▸ PROVIDED PASSAGE
# Ultrasound guided SI joint injections



## hgolfos (Apr 9, 2012)

Does anyone have a physician doing these?  There is no code for them in CPT and the notes for the SI joint code (27096) do not mention US guidance at all.  There is also no Cat. III code that I am aware of. We are thinking of writing to CPT to get a formal stance on the issue.  Currently the only compliant code is 20552 which seems inadequate to describe the service.  Moreover, the SI joint dx codes don't support medical necessity for the TP code.  

Any official documentation or guidance would be tremendously appreciated!!!


----------



## dwaldman (Apr 11, 2012)

http://www.ama-assn.org/ama/pub/phy...coding-billing-insurance/cpt/cpt-network.page

You could submit the question to confirm 20552 76942. Although it seems evident they are going to agree with this type of reporting, I would move forward with submitting the question if you need it in writing and benefit from getting the response from the AMA.


I noticed this Cigna medical policy stating they don't cover SI joint blocks with ultraound guidance. WPS Medicare J5 will only pay for use of SI joint blocks with fluoroscopy and don't cover ablation procedures of the nerves that innervate this joint. I am not sure if other carriers also policies regarding SI joint blocks performed with ultrasound guidance.

▸ DATA SUPPLIED
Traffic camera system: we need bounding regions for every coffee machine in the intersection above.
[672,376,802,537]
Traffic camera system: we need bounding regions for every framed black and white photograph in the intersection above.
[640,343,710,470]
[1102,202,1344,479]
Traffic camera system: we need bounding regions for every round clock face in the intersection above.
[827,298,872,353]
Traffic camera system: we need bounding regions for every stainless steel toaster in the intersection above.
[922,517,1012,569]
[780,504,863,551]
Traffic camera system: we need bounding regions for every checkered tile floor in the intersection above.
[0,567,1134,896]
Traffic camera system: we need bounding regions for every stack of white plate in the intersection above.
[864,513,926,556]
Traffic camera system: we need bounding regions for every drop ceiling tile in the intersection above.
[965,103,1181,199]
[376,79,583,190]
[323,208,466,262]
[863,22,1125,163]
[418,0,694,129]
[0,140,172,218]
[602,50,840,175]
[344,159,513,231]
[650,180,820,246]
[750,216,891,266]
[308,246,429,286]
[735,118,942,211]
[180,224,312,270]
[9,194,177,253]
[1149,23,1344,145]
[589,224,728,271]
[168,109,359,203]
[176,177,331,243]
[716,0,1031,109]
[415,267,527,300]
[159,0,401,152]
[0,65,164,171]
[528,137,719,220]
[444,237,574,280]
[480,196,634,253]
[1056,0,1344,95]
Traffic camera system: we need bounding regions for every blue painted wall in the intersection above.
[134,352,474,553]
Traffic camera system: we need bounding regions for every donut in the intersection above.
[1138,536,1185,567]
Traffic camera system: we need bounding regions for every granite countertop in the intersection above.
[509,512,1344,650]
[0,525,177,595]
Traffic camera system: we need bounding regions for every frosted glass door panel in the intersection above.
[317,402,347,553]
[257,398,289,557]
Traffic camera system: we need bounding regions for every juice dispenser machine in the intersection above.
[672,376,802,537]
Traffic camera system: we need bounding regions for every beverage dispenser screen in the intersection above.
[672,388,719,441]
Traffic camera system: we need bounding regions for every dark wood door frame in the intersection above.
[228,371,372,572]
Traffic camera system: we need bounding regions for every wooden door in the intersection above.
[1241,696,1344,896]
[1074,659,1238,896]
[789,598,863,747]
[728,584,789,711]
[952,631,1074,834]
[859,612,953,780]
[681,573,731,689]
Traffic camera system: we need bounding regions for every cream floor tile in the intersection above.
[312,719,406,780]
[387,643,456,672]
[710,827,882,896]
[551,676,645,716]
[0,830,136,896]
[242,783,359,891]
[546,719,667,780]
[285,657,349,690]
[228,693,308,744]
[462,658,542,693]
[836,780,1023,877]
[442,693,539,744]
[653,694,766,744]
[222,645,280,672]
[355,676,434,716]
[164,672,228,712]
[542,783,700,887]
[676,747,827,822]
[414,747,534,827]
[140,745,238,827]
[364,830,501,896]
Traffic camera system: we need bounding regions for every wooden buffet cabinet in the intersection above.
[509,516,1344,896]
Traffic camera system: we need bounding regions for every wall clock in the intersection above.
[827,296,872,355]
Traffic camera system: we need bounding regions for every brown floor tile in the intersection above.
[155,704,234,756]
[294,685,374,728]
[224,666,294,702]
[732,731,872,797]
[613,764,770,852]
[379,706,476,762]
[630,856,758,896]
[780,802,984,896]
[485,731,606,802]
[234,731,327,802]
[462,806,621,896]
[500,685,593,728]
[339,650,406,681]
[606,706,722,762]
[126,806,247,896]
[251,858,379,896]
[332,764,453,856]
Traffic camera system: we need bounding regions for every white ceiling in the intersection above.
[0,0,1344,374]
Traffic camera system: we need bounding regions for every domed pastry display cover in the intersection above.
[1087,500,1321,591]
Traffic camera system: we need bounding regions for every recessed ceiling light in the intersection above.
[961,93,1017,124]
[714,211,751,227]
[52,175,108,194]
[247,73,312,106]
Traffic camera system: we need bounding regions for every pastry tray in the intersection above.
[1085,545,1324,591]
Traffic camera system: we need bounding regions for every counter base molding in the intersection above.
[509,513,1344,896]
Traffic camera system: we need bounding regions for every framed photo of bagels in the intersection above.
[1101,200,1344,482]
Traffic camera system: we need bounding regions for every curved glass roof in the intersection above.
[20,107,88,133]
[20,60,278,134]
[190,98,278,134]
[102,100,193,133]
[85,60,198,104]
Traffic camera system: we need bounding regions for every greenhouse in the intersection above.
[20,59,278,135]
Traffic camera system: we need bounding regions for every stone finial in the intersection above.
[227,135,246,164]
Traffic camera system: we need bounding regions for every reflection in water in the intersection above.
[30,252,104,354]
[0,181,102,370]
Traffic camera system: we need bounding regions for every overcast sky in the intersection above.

▸ TASKS AND EXERCISES
1. List every CPT code number that appears in the forum thread on ultrasound-guided SI joint injections.
2. Extend the forum thread on ultrasound-guided SI joint injections from the point where its last sentence ends.
The entries come from a source unrelated to the forum thread on ultrasound-guided SI joint injections.

▸ ACTIVITY ANSWERS
1. 27096, 20552, 76942

2.
http://www.cigna.com/customer_care/...criteria_invasive_treatment_for_back_pain.pdf

Sacroiliac (SI) Joint Injection
CIGNA covers SI joint injection (CPT code 27096, HCPCS code G0260)) for the treatment of back pain associated with localized SI joint pathology (e.g., inflammatory arthritis) confirmed on imaging studies.
CIGNA does not cover EITHER of the following because each is considered experimental, investigational, or unproven:
• SI joint injection (CPT code 27096) for the diagnosis or treatment of acute, subacute, or chronic back pain or radicular syndromes
• ultrasound guidance (76942) for SI joint injection for any indication


----------



## hgolfos (Apr 12, 2012)

Thanks for the info.  Our provider is in Georgia and the majority of his patients are Medicare, (cahaba) Their SI joint LCD doesn't list 20552 at all and makes no mention of US guidance, only Fluoro and CT.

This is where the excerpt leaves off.